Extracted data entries
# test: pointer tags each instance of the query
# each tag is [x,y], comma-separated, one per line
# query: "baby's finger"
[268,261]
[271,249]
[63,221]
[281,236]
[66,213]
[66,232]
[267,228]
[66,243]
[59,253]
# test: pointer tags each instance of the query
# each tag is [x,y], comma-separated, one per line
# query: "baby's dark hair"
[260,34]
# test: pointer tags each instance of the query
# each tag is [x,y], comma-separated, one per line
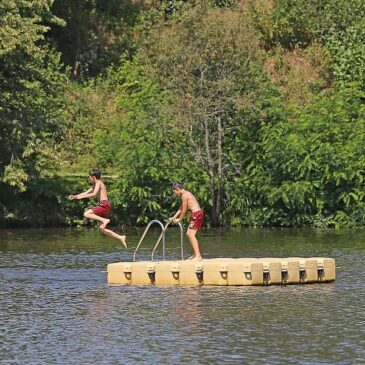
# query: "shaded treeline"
[256,106]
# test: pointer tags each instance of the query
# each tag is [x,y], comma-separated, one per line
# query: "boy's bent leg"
[110,233]
[89,214]
[191,233]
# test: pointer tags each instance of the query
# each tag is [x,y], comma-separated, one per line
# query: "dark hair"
[96,173]
[176,186]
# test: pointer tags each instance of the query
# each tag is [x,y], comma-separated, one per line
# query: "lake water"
[56,308]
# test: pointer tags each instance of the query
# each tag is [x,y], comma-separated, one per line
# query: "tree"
[212,70]
[31,93]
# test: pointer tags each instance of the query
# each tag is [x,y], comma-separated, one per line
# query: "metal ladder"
[161,237]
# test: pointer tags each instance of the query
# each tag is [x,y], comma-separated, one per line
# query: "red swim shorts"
[196,220]
[103,209]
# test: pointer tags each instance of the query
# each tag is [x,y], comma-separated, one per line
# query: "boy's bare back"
[192,203]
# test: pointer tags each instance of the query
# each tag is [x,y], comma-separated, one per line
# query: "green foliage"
[297,23]
[306,176]
[347,49]
[95,34]
[257,107]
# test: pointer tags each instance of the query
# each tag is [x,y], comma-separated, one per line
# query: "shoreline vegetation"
[257,106]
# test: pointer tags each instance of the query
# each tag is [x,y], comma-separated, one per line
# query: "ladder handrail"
[144,234]
[163,236]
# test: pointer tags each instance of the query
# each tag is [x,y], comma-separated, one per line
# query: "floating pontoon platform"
[220,271]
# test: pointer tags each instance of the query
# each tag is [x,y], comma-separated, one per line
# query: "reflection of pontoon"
[219,271]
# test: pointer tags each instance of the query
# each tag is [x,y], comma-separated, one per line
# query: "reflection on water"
[55,306]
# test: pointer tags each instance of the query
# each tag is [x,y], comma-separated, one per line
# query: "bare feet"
[123,239]
[105,223]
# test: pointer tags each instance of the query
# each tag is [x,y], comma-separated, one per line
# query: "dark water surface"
[56,308]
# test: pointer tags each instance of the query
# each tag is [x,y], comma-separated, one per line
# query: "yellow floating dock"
[224,271]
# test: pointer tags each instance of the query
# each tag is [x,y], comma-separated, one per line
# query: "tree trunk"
[220,168]
[214,217]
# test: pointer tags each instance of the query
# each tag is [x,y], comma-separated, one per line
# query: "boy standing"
[102,211]
[189,202]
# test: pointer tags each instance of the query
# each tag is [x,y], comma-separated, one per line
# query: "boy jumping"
[102,211]
[189,202]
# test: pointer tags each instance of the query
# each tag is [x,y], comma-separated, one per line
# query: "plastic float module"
[218,271]
[224,271]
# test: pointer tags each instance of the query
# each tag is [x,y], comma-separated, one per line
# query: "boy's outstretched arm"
[87,194]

Task objective
Show every line from the items above that contains the string "baby", copying each such line in full.

Complete output
# query: "baby's finger"
# query: "baby's dark hair"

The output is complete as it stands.